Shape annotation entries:
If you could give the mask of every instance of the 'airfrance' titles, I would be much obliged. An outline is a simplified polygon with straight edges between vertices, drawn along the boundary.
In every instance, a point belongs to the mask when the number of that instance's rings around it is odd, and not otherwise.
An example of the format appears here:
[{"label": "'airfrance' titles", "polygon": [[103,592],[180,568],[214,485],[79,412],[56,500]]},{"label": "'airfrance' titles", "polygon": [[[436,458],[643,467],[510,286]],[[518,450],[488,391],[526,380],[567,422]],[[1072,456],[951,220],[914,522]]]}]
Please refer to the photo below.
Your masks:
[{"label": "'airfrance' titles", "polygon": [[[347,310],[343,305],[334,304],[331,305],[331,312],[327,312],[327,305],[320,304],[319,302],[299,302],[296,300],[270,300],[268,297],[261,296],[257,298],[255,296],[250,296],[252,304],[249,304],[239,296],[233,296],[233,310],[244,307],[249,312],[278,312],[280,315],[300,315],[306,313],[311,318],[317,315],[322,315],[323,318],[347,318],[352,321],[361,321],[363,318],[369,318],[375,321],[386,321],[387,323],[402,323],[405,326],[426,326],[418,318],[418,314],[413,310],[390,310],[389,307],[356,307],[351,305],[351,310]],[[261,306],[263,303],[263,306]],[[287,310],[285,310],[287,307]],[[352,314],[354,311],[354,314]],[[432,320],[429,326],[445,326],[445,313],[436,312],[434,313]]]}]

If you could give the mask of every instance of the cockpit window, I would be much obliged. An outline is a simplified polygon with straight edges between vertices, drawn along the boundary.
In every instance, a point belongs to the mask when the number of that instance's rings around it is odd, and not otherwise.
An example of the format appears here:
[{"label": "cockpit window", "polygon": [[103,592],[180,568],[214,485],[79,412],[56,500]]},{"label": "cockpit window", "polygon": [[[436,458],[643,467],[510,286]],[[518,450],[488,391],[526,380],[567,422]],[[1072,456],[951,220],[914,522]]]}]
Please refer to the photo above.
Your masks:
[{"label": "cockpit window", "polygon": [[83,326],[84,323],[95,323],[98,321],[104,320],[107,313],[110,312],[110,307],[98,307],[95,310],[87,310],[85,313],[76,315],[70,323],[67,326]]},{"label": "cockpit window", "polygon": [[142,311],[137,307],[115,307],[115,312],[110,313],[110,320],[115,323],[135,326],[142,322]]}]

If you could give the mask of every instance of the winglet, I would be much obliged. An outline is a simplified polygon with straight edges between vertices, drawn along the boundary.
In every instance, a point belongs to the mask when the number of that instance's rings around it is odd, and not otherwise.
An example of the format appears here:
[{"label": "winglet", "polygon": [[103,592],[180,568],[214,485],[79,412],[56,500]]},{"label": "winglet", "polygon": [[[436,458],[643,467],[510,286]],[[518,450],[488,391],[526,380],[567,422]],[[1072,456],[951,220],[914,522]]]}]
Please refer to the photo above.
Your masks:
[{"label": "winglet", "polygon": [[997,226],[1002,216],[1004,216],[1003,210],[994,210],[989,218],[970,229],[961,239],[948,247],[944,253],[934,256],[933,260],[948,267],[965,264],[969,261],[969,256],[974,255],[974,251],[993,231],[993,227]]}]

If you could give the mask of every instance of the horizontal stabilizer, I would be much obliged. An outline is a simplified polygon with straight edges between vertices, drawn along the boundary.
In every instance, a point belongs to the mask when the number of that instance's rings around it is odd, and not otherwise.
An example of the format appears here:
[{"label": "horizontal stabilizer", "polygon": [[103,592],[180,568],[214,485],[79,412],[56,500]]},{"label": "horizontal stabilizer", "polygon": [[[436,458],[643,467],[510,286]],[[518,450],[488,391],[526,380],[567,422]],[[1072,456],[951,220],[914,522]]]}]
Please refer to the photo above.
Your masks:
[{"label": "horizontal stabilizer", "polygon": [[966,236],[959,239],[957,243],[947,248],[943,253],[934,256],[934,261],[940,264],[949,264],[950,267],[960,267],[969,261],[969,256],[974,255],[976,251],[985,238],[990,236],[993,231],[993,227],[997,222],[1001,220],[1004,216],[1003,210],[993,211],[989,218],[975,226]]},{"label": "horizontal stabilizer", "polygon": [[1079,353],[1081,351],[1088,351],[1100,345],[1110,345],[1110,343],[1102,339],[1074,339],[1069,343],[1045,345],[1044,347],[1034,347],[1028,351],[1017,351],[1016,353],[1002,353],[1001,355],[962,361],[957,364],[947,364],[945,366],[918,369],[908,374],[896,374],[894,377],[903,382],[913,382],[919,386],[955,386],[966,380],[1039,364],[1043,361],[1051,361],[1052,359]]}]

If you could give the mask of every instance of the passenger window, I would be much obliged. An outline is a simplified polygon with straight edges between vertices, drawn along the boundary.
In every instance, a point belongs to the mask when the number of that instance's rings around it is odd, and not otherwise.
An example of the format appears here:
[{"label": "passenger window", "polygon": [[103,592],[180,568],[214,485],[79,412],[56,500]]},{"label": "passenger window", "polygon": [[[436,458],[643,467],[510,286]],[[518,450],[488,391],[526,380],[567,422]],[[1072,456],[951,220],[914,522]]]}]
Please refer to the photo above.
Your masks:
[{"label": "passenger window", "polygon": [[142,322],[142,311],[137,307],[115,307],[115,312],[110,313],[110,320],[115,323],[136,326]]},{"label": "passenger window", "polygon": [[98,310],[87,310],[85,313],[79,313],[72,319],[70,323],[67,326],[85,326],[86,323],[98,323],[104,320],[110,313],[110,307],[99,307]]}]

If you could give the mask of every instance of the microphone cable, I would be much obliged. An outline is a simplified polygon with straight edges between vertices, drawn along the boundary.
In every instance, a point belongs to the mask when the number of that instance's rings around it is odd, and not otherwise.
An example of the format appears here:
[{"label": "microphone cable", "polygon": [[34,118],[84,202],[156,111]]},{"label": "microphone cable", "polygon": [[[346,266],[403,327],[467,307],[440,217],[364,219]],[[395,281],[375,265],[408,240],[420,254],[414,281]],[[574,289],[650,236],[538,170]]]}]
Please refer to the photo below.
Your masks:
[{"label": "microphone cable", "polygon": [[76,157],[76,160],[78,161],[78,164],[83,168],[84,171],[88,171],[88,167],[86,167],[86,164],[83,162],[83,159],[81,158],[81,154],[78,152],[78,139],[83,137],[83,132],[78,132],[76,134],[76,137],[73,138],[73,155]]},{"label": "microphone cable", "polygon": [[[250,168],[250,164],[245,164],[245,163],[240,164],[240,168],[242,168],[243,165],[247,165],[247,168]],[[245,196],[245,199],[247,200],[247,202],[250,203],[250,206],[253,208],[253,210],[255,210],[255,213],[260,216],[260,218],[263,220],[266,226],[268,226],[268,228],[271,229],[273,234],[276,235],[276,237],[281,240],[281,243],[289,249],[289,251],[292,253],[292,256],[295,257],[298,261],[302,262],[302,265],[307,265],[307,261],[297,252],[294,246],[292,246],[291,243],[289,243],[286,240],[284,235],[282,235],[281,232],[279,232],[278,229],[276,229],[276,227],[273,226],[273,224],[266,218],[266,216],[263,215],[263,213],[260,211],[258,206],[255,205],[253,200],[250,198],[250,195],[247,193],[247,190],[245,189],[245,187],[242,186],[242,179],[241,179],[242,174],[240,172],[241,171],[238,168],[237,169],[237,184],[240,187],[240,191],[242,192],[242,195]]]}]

— Work to complete —
Write out everything from the line containing "of the microphone" down to the end of the entries, unchanged.

— Response —
If you could give the mask of every instance of the microphone cable, I would be much obliged. An outline is a simplified polygon with straight edges between vertices, drawn along the boundary.
In every instance, a point belongs to the mask when the number of that instance's rings around it is odd, and not otherwise.
An example of the format appears here:
[{"label": "microphone cable", "polygon": [[34,118],[84,202],[156,111]]},{"label": "microphone cable", "polygon": [[[346,266],[403,327],[467,307],[440,217],[364,219]],[[395,281],[375,265],[408,240],[420,254],[414,281]],[[574,289],[650,236],[538,170]]]}]
Please refer to the photo below.
Your masks:
[{"label": "microphone cable", "polygon": [[76,157],[76,160],[78,161],[78,164],[83,168],[84,171],[88,171],[88,167],[86,167],[86,164],[83,162],[83,159],[81,158],[81,154],[78,152],[78,139],[83,137],[83,132],[78,132],[76,134],[76,137],[73,138],[73,155]]},{"label": "microphone cable", "polygon": [[[250,168],[250,164],[245,164],[245,163],[240,164],[240,168],[242,168],[243,165],[247,165],[247,168]],[[245,196],[245,199],[247,200],[247,202],[250,203],[250,206],[253,208],[253,210],[255,210],[255,213],[260,216],[260,218],[263,220],[266,226],[268,226],[268,228],[271,229],[273,234],[276,235],[276,237],[281,240],[281,243],[289,249],[289,251],[292,253],[292,256],[295,257],[298,261],[302,262],[302,265],[307,265],[307,261],[297,252],[294,246],[292,246],[291,243],[289,243],[286,240],[284,235],[282,235],[281,232],[279,232],[278,229],[276,229],[276,227],[273,226],[273,224],[266,218],[266,216],[263,215],[263,213],[260,211],[258,206],[255,205],[253,200],[250,198],[250,195],[247,193],[247,190],[245,189],[245,187],[242,186],[242,179],[241,179],[242,174],[240,172],[241,171],[238,168],[237,169],[237,184],[240,187],[240,191],[242,192],[242,195]]]}]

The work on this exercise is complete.